§ Instructions for the task
Using the entries below, quote exactly the span of lines that begins with the line containing "the plastic water" and ends with the final line.

^^^^^^^^

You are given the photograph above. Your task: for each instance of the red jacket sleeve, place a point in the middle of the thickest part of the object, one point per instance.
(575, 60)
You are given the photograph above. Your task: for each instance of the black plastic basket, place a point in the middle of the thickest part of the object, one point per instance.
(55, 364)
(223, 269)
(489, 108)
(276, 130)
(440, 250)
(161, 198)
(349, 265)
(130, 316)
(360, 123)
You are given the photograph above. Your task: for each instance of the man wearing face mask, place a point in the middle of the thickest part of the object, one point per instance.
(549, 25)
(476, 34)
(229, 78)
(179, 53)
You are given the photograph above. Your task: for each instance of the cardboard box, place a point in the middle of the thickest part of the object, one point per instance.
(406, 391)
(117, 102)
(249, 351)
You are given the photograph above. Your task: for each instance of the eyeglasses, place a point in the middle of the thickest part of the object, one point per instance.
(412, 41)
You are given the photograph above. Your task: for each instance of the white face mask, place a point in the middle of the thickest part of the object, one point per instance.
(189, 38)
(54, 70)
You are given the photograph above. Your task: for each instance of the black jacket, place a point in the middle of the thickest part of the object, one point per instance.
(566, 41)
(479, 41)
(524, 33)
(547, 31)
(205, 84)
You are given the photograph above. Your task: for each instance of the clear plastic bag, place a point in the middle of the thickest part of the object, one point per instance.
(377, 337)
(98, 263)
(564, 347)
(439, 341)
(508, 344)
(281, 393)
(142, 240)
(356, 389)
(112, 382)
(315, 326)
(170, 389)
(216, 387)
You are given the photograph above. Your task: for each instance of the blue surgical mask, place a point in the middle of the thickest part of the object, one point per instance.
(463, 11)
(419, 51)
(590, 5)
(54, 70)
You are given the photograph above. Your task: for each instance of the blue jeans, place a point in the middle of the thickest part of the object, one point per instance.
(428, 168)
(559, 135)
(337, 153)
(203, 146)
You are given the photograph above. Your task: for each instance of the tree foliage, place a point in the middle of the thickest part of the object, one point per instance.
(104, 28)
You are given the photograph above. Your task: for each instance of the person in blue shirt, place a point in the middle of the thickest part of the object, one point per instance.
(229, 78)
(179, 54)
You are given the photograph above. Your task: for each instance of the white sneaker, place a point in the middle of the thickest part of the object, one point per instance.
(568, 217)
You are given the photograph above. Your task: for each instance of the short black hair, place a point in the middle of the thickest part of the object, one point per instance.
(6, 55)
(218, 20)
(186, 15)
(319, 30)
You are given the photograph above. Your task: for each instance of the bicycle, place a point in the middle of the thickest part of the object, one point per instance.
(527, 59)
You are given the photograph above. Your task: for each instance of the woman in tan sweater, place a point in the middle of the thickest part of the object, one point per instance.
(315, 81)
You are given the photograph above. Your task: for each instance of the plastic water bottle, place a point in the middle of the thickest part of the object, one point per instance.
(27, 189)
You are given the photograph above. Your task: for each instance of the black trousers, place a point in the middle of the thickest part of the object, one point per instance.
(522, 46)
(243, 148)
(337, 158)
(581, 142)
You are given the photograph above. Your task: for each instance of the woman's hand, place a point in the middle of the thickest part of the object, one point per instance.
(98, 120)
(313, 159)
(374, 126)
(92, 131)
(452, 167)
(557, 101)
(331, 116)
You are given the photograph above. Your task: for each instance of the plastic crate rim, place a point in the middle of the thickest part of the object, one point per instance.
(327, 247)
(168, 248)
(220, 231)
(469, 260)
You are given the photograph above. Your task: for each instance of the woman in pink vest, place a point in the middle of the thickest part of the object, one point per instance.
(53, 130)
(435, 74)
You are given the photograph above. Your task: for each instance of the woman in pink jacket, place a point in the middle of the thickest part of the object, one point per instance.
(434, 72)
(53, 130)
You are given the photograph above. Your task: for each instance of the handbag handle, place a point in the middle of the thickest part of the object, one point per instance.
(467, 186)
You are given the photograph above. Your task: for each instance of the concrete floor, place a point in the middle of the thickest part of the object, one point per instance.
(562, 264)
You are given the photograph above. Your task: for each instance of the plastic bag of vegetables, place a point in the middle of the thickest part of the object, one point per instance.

^^^^^^^^

§ Written solution
You are given the photograph above. Your task: for each instance of the plastic water bottle, place a point in the middle of the thickest part of the object, one point per instance.
(27, 189)
You are given the photograph above. Your task: for each instance of the black trousers, place a point in the middle of the thickest part of the object, one point per instance.
(522, 46)
(243, 148)
(337, 158)
(581, 142)
You are given the photograph above. Your task: for each instance of the woman's hand, place a point in the middle of the thickest part of the object, one point per instance.
(98, 120)
(313, 159)
(374, 126)
(92, 131)
(452, 167)
(557, 101)
(331, 116)
You are given the photograph above. Your task: for each instance of the plastic crate rim, place a point in the middle of the thickest part of the object, one point per instance.
(327, 247)
(168, 248)
(220, 231)
(469, 260)
You are given the photograph above. Your task: for each instance of the woman in pink vest, place a point in the middle of the thickest part of the object, one point per instance.
(53, 130)
(435, 74)
You are given the photograph above. Your task: for each instance of the woman in pink jacket, place a point in the middle of the thickest part of the object, one point per instance.
(434, 72)
(53, 130)
You are given the photograph above. Your task: for each instance of the handbag handle, place a point in the middle of the thickest part of the object, one point per instance.
(467, 186)
You are given the photograph above. Your task: for each instance of the concrete floor, place a point in the middle of the thickest part of the object, one point per instance.
(562, 264)
You are given the photograph above. Your task: for each instance of the plastic bag of vegetables, place a point in the middle of the thickest part of the object, one point per instance.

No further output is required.